WORK TO DO
Transcribe every one of the entries below word for word, leaving the picture out of your copy.

EXTRACTED MATERIAL
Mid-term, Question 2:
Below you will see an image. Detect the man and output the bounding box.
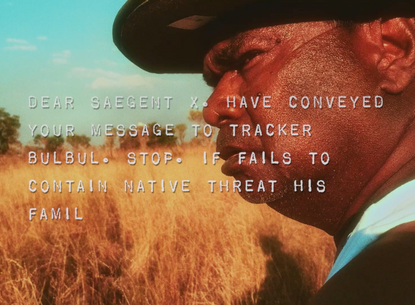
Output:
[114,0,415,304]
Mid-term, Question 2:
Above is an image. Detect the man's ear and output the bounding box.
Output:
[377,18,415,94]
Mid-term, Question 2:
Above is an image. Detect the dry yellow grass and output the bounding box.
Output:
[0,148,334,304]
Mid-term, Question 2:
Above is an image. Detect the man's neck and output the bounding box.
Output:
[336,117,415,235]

RESULT
Mid-term, Question 2:
Below you will see an image. Detect the man and output the bounding box.
Output:
[114,0,415,304]
Mid-term, Question 2:
Above is an image. Detect the man's ear and output the bounding box.
Output:
[377,18,415,94]
Mid-term, Question 2:
Above is an image. Detect the dry yellow grass and output the bounding box.
Output:
[0,148,334,304]
Mid-term, Question 2:
Above is an image. Detect the man's neck and output the bounding box.
Output:
[336,117,415,235]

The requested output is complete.